## To do:
What you should write out is every line from the one containing "Exercise. Spot the high-rise" to the end of the data, exactly and with nothing else.
BEGIN Source material
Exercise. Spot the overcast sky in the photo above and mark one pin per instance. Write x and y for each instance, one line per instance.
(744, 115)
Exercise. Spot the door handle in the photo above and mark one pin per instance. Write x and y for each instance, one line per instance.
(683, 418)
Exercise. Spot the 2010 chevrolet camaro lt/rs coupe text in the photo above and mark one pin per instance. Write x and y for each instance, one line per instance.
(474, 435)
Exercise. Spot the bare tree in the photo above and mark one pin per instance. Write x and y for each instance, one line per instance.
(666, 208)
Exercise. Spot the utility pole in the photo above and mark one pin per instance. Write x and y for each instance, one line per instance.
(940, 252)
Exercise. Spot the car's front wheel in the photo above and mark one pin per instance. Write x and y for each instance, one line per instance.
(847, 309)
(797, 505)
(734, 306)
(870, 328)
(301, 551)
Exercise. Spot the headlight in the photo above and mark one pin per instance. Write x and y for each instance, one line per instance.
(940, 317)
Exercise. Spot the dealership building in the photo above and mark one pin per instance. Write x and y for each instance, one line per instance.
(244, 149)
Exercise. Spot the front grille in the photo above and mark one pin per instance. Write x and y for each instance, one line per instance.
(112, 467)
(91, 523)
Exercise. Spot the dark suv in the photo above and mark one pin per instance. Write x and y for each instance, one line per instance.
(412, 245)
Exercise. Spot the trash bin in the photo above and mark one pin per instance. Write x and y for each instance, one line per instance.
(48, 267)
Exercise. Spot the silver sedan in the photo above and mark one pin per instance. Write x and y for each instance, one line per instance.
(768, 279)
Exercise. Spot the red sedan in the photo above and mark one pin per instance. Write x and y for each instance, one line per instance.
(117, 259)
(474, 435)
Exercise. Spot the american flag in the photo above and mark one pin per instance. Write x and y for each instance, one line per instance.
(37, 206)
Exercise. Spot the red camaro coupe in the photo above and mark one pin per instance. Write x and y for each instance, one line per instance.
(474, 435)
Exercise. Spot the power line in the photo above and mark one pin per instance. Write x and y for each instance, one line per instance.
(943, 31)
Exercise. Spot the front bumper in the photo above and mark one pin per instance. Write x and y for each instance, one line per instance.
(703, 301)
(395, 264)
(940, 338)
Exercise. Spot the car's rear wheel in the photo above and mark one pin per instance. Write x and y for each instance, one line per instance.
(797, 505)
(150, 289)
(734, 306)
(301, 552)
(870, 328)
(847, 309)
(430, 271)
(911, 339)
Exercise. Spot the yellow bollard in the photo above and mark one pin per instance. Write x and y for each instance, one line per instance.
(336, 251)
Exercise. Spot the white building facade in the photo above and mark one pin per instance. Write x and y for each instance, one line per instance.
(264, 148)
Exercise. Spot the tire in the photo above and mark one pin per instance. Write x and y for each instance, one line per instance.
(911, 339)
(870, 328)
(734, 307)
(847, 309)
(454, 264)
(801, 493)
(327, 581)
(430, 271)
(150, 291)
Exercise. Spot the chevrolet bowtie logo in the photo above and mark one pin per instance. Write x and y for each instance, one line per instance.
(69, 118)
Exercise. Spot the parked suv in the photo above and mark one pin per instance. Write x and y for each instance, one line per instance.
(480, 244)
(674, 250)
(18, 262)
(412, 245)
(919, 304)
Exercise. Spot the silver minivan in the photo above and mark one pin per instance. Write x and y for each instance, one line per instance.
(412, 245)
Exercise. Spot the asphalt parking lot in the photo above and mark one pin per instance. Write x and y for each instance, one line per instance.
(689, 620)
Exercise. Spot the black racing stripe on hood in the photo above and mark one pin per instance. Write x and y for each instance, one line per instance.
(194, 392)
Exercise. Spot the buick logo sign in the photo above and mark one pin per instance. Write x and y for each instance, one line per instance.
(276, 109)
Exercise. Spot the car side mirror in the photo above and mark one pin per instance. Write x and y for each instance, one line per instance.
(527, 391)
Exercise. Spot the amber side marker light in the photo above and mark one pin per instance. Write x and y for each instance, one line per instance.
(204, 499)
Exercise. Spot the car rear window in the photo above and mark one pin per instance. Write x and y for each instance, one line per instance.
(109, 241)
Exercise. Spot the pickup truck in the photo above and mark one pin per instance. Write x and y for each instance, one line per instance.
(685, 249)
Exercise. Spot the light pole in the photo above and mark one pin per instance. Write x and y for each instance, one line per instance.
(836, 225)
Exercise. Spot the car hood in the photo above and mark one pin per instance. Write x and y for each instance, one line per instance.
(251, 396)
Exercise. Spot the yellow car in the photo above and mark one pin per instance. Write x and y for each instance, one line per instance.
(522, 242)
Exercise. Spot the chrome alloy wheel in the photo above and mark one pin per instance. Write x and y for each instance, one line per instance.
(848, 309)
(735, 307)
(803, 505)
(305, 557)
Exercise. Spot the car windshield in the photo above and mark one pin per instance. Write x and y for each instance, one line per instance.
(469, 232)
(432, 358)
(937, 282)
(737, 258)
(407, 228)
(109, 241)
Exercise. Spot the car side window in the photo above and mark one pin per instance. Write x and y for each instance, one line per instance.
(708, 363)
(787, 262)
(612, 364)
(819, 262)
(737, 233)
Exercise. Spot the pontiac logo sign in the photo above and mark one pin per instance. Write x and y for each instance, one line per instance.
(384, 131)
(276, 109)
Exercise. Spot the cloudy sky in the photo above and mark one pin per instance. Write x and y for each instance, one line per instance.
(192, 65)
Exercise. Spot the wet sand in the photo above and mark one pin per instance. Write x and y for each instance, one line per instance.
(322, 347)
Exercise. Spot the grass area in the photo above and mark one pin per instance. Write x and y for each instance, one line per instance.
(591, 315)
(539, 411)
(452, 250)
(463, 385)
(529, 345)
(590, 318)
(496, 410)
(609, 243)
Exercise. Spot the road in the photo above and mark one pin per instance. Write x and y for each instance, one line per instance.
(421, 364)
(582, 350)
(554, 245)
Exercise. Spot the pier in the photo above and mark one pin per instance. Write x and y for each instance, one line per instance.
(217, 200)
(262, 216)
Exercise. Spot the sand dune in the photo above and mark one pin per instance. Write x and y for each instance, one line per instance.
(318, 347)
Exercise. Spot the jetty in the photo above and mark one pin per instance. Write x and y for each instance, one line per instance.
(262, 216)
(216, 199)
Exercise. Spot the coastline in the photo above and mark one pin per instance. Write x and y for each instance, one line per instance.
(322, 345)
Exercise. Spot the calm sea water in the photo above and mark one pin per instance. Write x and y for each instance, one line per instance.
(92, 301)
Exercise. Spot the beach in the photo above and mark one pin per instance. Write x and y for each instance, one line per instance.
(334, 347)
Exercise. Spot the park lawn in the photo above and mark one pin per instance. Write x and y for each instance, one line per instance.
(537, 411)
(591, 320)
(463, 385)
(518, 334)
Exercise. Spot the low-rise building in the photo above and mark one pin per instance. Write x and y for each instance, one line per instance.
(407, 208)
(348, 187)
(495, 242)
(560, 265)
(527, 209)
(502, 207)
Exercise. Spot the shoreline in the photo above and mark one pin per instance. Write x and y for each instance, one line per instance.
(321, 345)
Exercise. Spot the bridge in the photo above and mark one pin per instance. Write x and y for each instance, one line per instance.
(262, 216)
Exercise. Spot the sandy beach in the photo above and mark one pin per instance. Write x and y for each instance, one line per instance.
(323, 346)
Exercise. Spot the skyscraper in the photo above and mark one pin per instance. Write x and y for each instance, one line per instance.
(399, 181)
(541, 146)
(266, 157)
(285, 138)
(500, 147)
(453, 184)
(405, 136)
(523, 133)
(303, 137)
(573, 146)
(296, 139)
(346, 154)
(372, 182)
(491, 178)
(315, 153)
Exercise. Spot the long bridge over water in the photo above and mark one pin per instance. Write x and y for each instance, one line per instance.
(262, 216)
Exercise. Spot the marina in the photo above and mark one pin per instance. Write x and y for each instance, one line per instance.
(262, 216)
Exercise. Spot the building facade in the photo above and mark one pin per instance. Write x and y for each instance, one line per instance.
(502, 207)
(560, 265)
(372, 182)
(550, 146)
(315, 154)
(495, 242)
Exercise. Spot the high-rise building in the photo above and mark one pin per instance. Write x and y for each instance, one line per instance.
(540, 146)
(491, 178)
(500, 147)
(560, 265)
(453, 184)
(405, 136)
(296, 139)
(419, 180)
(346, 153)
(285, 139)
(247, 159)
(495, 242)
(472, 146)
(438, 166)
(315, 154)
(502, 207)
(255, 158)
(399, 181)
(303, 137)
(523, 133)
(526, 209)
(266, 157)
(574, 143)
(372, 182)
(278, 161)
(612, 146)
END Source material
## Written solution:
Exercise. Spot the high-rise building in the photo above and mark one pin per instance. Write x and y for each instance, one line per instance.
(540, 146)
(491, 178)
(500, 147)
(560, 265)
(453, 184)
(405, 136)
(296, 139)
(419, 180)
(346, 153)
(285, 139)
(247, 159)
(495, 242)
(472, 146)
(438, 166)
(315, 154)
(502, 207)
(255, 158)
(399, 181)
(303, 137)
(523, 133)
(526, 209)
(266, 157)
(574, 143)
(372, 182)
(278, 161)
(612, 146)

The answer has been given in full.